* Short problem *
Print the records below exactly as they appear.

* Provided information *

***

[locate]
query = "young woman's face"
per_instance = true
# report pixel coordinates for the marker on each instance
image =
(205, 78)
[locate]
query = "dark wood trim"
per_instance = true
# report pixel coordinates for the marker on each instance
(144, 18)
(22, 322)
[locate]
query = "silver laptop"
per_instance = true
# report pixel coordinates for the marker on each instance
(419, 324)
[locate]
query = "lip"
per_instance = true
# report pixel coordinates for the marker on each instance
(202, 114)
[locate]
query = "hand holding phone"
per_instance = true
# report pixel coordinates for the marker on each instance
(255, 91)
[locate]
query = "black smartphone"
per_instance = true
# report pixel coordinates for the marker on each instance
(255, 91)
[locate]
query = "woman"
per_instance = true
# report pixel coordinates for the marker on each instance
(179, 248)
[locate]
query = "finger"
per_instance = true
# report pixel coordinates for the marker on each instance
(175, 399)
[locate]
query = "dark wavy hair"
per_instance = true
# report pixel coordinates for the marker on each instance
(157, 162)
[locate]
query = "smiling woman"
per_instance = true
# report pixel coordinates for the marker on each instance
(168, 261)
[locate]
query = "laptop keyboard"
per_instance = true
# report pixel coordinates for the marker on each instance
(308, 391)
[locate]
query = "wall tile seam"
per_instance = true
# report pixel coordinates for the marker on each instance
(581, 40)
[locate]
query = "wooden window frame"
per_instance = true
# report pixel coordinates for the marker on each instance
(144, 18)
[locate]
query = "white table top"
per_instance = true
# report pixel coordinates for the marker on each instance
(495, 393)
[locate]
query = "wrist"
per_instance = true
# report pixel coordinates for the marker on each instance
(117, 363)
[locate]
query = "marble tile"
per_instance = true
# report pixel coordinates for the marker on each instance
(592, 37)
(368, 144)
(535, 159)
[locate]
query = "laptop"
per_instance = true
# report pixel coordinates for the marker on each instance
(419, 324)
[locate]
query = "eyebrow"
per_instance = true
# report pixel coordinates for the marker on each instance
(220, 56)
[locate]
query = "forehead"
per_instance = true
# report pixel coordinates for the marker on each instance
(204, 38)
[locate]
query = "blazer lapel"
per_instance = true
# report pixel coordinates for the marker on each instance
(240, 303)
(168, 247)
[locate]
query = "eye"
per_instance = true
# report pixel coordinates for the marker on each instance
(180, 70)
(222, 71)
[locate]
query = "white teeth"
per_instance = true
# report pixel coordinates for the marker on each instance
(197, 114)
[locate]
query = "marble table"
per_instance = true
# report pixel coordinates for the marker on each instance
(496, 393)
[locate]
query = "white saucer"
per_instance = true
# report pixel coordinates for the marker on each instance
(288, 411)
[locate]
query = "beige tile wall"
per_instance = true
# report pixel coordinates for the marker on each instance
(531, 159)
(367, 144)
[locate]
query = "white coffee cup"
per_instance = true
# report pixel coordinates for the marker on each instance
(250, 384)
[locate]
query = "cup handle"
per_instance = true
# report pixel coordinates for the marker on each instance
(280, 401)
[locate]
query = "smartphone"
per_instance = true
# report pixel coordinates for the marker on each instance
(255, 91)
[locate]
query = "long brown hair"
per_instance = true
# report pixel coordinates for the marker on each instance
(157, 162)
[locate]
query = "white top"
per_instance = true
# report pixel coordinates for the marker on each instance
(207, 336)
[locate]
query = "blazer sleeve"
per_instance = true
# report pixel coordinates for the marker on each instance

***

* Task solution *
[locate]
query = "young woman's face"
per_instance = true
# report pixel coordinates for the marker on each instance
image =
(205, 78)
[locate]
query = "dark wood trim"
per_instance = true
# report pixel coordinates for the marker on each instance
(144, 18)
(22, 322)
[locate]
query = "silver laptop"
per_instance = true
# report pixel coordinates for the marker on each instance
(419, 324)
[locate]
query = "lip"
per_instance = true
# report pixel coordinates for the marker on each instance
(202, 114)
[locate]
query = "hand holding phone"
per_instance = true
# report pixel coordinates for the marker on each instance
(255, 91)
[locate]
query = "black smartphone"
per_instance = true
# report pixel coordinates for the marker on each instance
(255, 91)
[locate]
query = "woman"
per_instance = true
# report pixel coordinates for the marker on each instance
(179, 248)
[locate]
query = "finger"
per_instance = true
# report pixel coordinates for the marker on each instance
(175, 399)
[locate]
query = "dark wavy hair"
per_instance = true
# report pixel coordinates for the marker on each instance
(157, 162)
[locate]
query = "smiling woman"
per_instance = true
# report pixel coordinates for the marker on each instance
(168, 261)
[locate]
query = "laptop keyboard"
per_instance = true
# report pixel coordinates for the marker on each instance
(308, 391)
[locate]
query = "wall tile seam"
per_instance = true
# report pixel coordinates for the marker on each instance
(581, 40)
[locate]
query = "wooden window frame"
per_instance = true
# report pixel coordinates for the marker on each instance
(144, 18)
[locate]
query = "white table top"
per_instance = true
# report pixel coordinates for the marker on each instance
(495, 393)
[locate]
query = "wrist"
per_instance = true
# report pixel coordinates for the marker on each instance
(117, 363)
[locate]
query = "marble tile"
per_instance = true
# report pixel coordinates for the marker on each instance
(592, 37)
(368, 144)
(535, 159)
[locate]
query = "laptop"
per_instance = true
# report pixel coordinates for the marker on each instance
(419, 324)
[locate]
query = "eyebrow"
per_instance = true
# report pixel coordinates for the marker on each instance
(220, 56)
[locate]
query = "forehead"
per_instance = true
# report pixel coordinates for the marker on each instance
(204, 38)
[locate]
query = "blazer lapel"
per_instance = true
# report pixel coordinates for the marker on each instance
(240, 303)
(168, 247)
[locate]
query = "eye"
per_instance = true
# report pixel coordinates for the marker on each instance
(180, 70)
(222, 71)
[locate]
query = "white teeth"
per_instance = true
# report pixel coordinates for the marker on each instance
(197, 114)
[locate]
query = "marble table"
per_instance = true
# report pixel coordinates for the marker on each instance
(496, 393)
[locate]
query = "white saucer"
per_instance = true
# report pixel coordinates for the marker on each instance
(288, 411)
[locate]
query = "beige tile wall"
per_instance = true
# report pixel coordinates for the marker on each instance
(531, 159)
(367, 144)
[locate]
query = "white coffee cup"
per_instance = true
# report pixel coordinates for the marker on each instance
(250, 384)
[locate]
query = "cup handle"
per_instance = true
# report pixel coordinates for the marker on each instance
(280, 401)
[locate]
query = "smartphone"
per_instance = true
# report pixel coordinates for the marker on each instance
(255, 91)
[locate]
query = "long brown hair"
per_instance = true
# report pixel coordinates for the marker on each instance
(157, 162)
[locate]
query = "white top"
per_instance = true
# report pixel coordinates for the marker on each instance
(207, 336)
[locate]
query = "blazer sleeve"
per_instance = true
# report pixel coordinates for the marker on each instance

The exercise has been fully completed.